> **READING PASSAGE**
>> begin

Floating Rationals Proposal

Prompted by people always running into problems with the old bugbear of numerical analysis, that is floats truncation, viz equality, I would like to propose a novel representation of floating rationals. This will much exceed the accuracy of the current IEEE 754 floats standard, as well as entirely avoid many of the floats truncation induced inequality errors.

Essentially, it is "the best of both worlds" of combined rationals and floats, for a modest cost in extra memory and cpu cycles.

A rational typically consists of i64 and u64 (only one sign needed). To turn it into a floating rational, we only need to add, say two bytes exponent (16 bits, again saving one exponent, while exceeding the 11 bits exponent of IEEE754). The calculations will take roughly twice as long as a fast dedicated floating processor, though hardware support may also be possible in medium to long term. On the plus side, some operations like taking the reciprocals come totally free and division is entirely eliminated (replaced by rationals multiplication). Also, all powers of two factors from both numerator and denominator can be subsumed in the exponent, thus making more room in the rational's fields that will now hold odd numbers only.

The biggest win, in keeping with the Rust philosophy of safety, is that all calculations and comparisons are integer based and the classical truncating floats become entirely unnecessary.

Rationals also open up nice possibilities of using repeating continued fractions to represent square roots exactly.


Denominators easily blow up in exact rational arithmetics. (A typical example is Newton-Raphson method applied to calculate 1/√2.) I guess that is why people don't use fixed length rational numbers except in very specific usecases, like sorting integer vectors by their angles.


What exactly do you mean by "blow up"? Taking the worst case 1/N, I do not understand how 53+11 bits can "blow up" any less than 64+16 bits of my denominator. I believe that my proposal of adding the exponent to the rationals solves this and other problems.

Obviously, there will also be some precision limits, although the precision will be greater but at least they do not kick in for common trivial numbers like 1/3 and for comparisons.

I suspect that the problem @qnighy refers to is that multiplication of factors in numerators and denominators often rapidly overflows any modest fixed-size representation, whether u32 or u64 or u128 and its signed brethren. Common factor elimination cannot prevent such overflow.

Once overflow does occur, either the "rational" representation fails or it must be reduced to an inexact approximation. At that point a user might be better off switching to some form of interval arithmetic that preserves error bounds. Ball arithmetic seems a likely candidate.


I believe that this'd need to be in its own crate as a struct, rather than a language item, given its complexity and niche.

Also, having one of these 64 + 16 bits items would waste the next 48 bits due to alignment.

>> end

> **EXERCISE SET**
1 – Based on the floating rationals thread, decide whether each statement agrees with it: (a) the proposal adds a two-byte exponent to a rational; (b) the proposal claims its calculations would run faster than a dedicated floating processor; (c) one reply names ball arithmetic as a likely option once overflow occurs. Answer yes or no for each, and quote the deciding words.
2 – Transcribe the passage of the floating rationals thread starting at "Obviously, there will" and ending at "complexity and niche.".
3 – According to the floating rationals thread, what would one of the 64 + 16 bits items waste because of alignment?
The entries after this point have no connection to the floating rationals thread.

Object point labels:

>> begin

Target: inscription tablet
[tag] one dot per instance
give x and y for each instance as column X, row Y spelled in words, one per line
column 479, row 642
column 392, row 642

>> end

> **TASK-BY-TASK OUTPUTS**
1 –
(a) Yes: "we only need to add, say two bytes exponent"
(b) No: "The calculations will take roughly twice as long as a fast dedicated floating processor"
(c) Yes: "Ball arithmetic seems a likely candidate."

2 –
Obviously, there will also be some precision limits, although the precision will be greater but at least they do not kick in for common trivial numbers like 1/3 and for comparisons.

I suspect that the problem @qnighy refers to is that multiplication of factors in numerators and denominators often rapidly overflows any modest fixed-size representation, whether u32 or u64 or u128 and its signed brethren. Common factor elimination cannot prevent such overflow.

Once overflow does occur, either the "rational" representation fails or it must be reduced to an inexact approximation. At that point a user might be better off switching to some form of interval arithmetic that preserves error bounds. Ball arithmetic seems a likely candidate.


I believe that this'd need to be in its own crate as a struct, rather than a language item, given its complexity and niche.

3 – It would waste the next 48 bits.